* _DATA LISTING_
┄┄┄┄┄┄

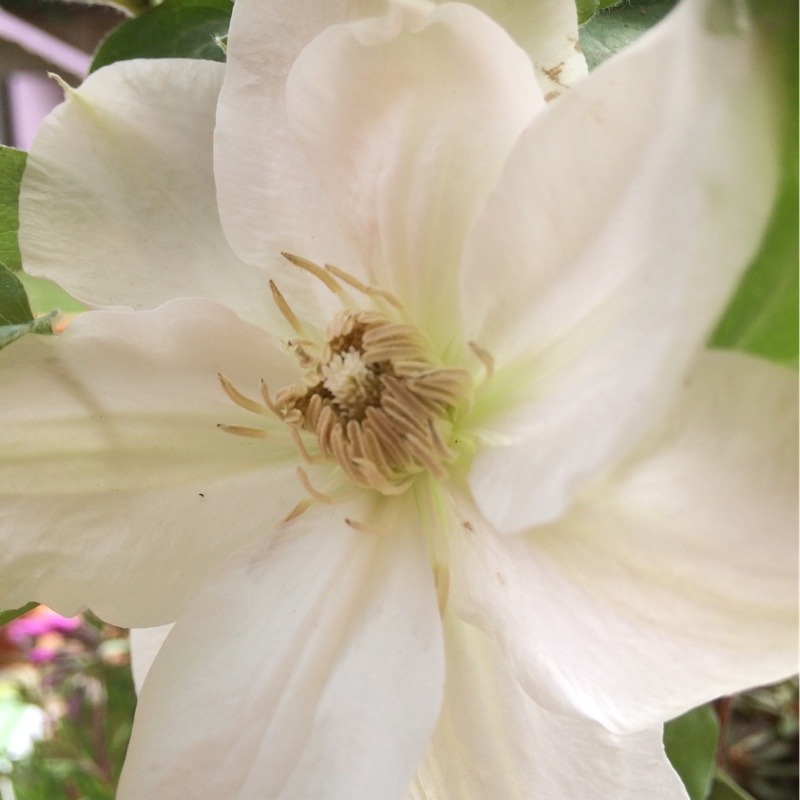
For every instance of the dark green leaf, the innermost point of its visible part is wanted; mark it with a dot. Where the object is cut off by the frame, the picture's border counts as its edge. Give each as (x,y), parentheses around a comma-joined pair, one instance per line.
(12,165)
(174,29)
(691,743)
(8,616)
(10,333)
(14,306)
(724,788)
(616,27)
(762,318)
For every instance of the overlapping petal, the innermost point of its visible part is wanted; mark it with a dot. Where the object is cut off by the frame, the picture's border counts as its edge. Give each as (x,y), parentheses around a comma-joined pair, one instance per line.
(672,579)
(117,489)
(118,202)
(645,192)
(269,199)
(329,680)
(406,161)
(548,31)
(493,741)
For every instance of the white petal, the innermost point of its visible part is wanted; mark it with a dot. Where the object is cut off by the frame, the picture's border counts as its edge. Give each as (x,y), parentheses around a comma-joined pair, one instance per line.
(118,202)
(145,645)
(621,225)
(117,489)
(407,120)
(310,666)
(548,31)
(493,741)
(673,579)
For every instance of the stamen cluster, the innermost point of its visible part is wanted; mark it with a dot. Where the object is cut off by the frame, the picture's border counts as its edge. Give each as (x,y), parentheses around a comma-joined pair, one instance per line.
(379,405)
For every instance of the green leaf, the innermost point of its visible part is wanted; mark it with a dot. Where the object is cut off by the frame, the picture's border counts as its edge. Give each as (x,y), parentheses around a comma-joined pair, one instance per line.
(762,317)
(16,317)
(9,616)
(174,29)
(12,165)
(614,28)
(129,7)
(588,8)
(724,788)
(691,744)
(14,306)
(10,333)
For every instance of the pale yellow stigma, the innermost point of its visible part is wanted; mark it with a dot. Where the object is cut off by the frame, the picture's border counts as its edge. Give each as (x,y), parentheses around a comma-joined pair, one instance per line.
(376,399)
(352,383)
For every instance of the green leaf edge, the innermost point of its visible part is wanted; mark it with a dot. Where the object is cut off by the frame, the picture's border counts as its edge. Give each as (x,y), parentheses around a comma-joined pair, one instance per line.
(43,325)
(690,742)
(12,614)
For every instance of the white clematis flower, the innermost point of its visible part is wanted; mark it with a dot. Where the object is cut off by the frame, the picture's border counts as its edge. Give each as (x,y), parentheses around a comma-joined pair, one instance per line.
(469,511)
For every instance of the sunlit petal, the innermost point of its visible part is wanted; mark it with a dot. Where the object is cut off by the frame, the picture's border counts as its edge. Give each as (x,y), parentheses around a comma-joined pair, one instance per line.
(117,489)
(317,654)
(671,580)
(493,741)
(118,202)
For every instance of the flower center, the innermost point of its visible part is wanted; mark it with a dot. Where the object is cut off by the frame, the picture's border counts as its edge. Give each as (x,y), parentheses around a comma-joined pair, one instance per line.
(378,401)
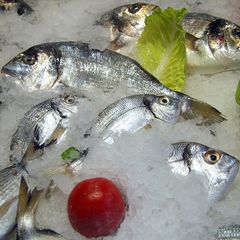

┄┄┄┄┄┄

* _WHAT YOU ARE ASKED TO DO_
Rewrite all of the lines above, replacing "innermost point" with "most central point" and leaving everything else unchanged. Leave the pictures out.

* _SOLUTION_
For every instance of the dark green leaf, the most central point of its visible part is wanted; mark it with a dot. Where the object is cut off by the frame, the picture's border counts as its edge. Give each as (x,y), parentheses around a comma-joined pair, one instance per line.
(12,165)
(174,29)
(691,743)
(8,616)
(10,333)
(14,306)
(724,788)
(616,27)
(762,318)
For every instance of the overlapping petal, the most central point of its visible part is wanted; mark it with a dot. Where the object is cut off by the frame, the picture's border counts as its edge. Give each as (x,y), parentheses around a comma-joined pair, one instance per line.
(672,579)
(117,489)
(118,202)
(645,192)
(269,199)
(329,680)
(406,161)
(548,31)
(493,741)
For every instance of the white petal, the most central point of its visible part is wanted; mark it with a dot. Where the object is cut off by the frame, the picture's border counts as its edge. Give each as (x,y), parentheses around a comma-joined pair, one instance per line.
(118,202)
(145,645)
(621,225)
(117,489)
(407,120)
(310,666)
(548,31)
(493,741)
(673,579)
For every instance of the stamen cluster, the most central point of its visible part is wanted; mark it with a dot. Where the object is cut off by the frame, the picture's border counts as its edge. Give each as (x,y), parentheses around a comma-joined pair, one instance per line.
(379,405)
For every instance of the green leaf, the most central point of its visible part is wanted; mark it with a dot. Where the object is cut off by the frame, the picture's border counts as its edge. Give each as (x,y), parentheses around a comma-joined pair, one instance per line.
(762,317)
(16,317)
(9,616)
(174,29)
(12,165)
(614,28)
(129,7)
(588,8)
(724,788)
(691,744)
(14,306)
(10,333)
For every instance of the pale yellow stigma, the most central point of its visible part is wanted; mark it with a dot. Where the object is cut off by the frame, the picture's border counts as its edge. Give each as (x,y), parentheses around a comma-joined pair, one instance per line.
(376,399)
(352,383)
For every instance of the green leaf edge, the most central point of its visible part is wanted; mark it with a dot. Where the object is cut off by the frame, the picture's border counts as its edge. Give each as (x,y), parentheses around a comma-joined pair, one instance per line.
(43,325)
(690,742)
(12,614)
For every instance of the white clematis flower, the most central point of its visible part is wanted; mark it with a dot. Where the object is cut off by the frame, the picture's border counts as its edge. Give each as (x,y), parentheses around a comma-joined pair, one instance per line.
(469,511)
For every instance of the sunlit petal, the most central point of its visible part is wanted; mark it with a dot. Where the object is cut off by the frame, the picture's border counts as its edge. Give each as (x,y), parentheses around a comma-joined pair, one instance per line.
(117,489)
(317,654)
(671,580)
(493,741)
(118,202)
For every instance of the flower center, the most central point of its visible part is wanted; mark it with a dot. Where the object is cut off by the frame, the picture's border counts as its edge. Give each as (x,y), parentheses around a comma-joined pair, one instance per line.
(378,401)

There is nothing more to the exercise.